> Task to carry out
Render every line of the records below as a JSON list of strings, one string per line, leaving out blank lines.

> The input
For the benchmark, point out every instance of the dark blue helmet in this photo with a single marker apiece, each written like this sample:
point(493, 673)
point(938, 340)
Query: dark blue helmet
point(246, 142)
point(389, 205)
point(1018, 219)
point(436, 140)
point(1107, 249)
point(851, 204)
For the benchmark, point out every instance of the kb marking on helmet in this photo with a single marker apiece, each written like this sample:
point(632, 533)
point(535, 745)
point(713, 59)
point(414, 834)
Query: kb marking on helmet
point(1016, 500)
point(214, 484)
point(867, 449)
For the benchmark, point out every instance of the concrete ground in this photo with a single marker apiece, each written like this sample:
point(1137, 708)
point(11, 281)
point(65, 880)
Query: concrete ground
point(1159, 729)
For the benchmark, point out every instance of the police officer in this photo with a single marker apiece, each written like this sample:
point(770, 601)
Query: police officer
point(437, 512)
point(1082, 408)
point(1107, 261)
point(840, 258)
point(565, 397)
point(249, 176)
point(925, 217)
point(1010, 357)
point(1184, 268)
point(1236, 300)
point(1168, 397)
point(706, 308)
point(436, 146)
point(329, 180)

> Written response
[
  "For the benchmark, point out every instance of the dark blue helmet in this photo with a single marker apiece, each written like this sample:",
  "point(493, 673)",
  "point(938, 340)",
  "Query: dark blue helmet",
  "point(246, 142)",
  "point(389, 205)",
  "point(1018, 219)",
  "point(436, 140)",
  "point(1107, 249)",
  "point(851, 204)",
  "For the benchmark, point out every instance of the kb marking on helmet in this photo with a single marker apiece, each written like this sample:",
  "point(632, 533)",
  "point(535, 745)",
  "point(713, 59)",
  "point(414, 834)",
  "Query: kb marking on helmet",
  "point(1016, 500)",
  "point(214, 484)",
  "point(867, 449)",
  "For the benchmark, point out every instance of the concrete ground in this photo with a single marker apiece, each written like this sample:",
  "point(1137, 708)",
  "point(11, 281)",
  "point(65, 880)",
  "Query: concrete ground",
  "point(1159, 729)",
  "For the benchmark, point out every instance of the police officer in this photo with a single marker apiece, each written like this sample:",
  "point(770, 601)",
  "Query: police officer",
  "point(437, 512)",
  "point(1082, 408)",
  "point(1107, 261)",
  "point(840, 258)",
  "point(565, 397)",
  "point(249, 176)",
  "point(925, 217)",
  "point(1010, 357)",
  "point(1184, 268)",
  "point(1236, 300)",
  "point(1168, 397)",
  "point(706, 308)",
  "point(436, 146)",
  "point(329, 180)"
]